------ Records provided ------
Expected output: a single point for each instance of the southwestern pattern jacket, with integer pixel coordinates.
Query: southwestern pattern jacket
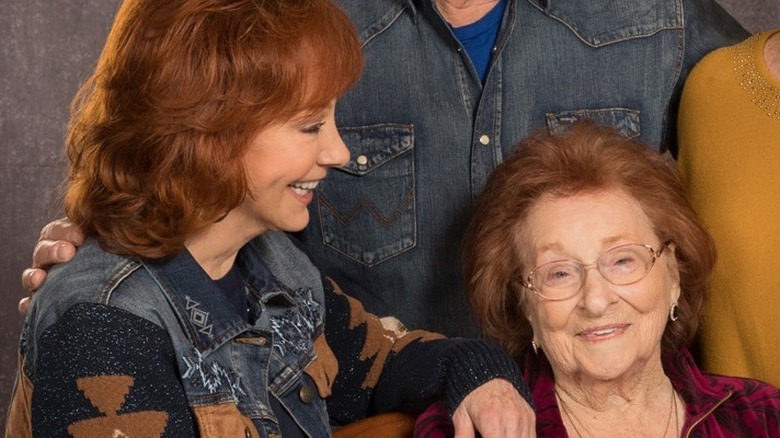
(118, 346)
------
------ Records provided ------
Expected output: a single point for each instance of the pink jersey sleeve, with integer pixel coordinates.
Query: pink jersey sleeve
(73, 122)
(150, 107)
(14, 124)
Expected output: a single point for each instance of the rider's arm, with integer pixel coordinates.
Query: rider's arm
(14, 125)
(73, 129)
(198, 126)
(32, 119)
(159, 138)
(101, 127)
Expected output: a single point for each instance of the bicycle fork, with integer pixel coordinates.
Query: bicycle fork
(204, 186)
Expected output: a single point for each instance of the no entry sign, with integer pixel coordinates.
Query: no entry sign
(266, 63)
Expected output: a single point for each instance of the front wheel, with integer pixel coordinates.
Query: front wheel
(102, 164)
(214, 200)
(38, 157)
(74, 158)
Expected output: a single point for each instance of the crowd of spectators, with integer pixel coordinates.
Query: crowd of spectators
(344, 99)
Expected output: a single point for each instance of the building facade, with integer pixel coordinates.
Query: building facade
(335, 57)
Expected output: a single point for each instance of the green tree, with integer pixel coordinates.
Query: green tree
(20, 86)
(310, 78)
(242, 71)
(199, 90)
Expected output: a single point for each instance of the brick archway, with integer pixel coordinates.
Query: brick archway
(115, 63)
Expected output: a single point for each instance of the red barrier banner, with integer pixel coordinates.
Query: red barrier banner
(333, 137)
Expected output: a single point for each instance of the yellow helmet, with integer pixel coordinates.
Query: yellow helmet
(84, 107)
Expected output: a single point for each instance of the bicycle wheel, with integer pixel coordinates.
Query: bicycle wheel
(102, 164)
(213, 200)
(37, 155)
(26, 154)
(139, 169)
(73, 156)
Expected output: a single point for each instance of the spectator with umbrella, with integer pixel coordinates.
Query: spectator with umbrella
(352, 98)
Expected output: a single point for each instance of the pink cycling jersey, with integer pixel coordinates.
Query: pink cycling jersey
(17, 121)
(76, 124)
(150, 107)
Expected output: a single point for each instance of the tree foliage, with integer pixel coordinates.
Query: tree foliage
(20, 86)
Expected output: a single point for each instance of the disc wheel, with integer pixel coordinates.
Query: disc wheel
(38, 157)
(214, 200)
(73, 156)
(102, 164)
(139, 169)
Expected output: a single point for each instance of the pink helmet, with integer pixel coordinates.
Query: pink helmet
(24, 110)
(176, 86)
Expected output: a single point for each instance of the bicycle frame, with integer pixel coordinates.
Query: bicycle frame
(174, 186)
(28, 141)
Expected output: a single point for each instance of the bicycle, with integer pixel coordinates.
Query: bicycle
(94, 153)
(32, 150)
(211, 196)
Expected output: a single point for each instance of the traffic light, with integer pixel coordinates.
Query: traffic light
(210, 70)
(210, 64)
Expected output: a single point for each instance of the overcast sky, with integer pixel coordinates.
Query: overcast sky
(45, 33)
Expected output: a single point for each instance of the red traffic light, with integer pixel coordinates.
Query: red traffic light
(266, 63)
------
------ Records provided ------
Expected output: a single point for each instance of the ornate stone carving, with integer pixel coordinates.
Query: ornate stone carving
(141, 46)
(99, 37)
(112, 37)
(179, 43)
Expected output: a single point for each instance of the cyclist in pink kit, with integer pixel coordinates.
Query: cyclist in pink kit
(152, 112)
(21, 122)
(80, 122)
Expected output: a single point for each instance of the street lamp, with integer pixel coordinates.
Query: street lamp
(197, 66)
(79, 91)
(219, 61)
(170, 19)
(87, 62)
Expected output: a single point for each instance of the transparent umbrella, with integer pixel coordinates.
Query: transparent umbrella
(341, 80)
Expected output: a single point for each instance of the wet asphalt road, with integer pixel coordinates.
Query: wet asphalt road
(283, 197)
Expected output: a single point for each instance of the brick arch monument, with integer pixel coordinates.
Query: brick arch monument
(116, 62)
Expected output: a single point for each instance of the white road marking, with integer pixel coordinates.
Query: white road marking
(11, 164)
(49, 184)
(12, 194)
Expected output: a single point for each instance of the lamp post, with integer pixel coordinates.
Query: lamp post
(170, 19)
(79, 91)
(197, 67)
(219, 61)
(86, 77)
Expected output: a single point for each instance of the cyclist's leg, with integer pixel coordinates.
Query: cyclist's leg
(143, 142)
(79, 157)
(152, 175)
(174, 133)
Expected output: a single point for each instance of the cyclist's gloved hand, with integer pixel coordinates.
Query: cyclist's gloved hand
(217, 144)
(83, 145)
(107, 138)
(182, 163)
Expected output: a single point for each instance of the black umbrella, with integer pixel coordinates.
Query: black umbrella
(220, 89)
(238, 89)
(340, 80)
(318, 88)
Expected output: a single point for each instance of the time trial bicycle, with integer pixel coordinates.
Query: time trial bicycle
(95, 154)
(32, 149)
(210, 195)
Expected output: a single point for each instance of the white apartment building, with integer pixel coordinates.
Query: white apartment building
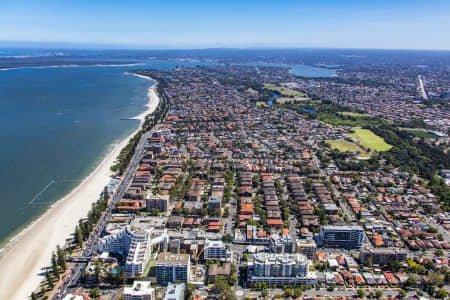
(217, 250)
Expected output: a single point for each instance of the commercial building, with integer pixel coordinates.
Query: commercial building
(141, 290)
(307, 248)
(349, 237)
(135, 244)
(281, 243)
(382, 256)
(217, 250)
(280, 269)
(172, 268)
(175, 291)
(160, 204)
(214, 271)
------
**Task to carry out:**
All lines above from the one holding "pink helmet, with integer pixel coordinates." to the one holding "frame, with integer pixel coordinates.", inclusive, are to be copied exactly; no other line is wanted.

**Your response:**
Expected output: a single point for each instance of the pink helmet, with integer pixel coordinates.
Query: pink helmet
(24, 110)
(176, 86)
Expected output: a single point for each instance of the bicycle frame, with integer pixel coordinates.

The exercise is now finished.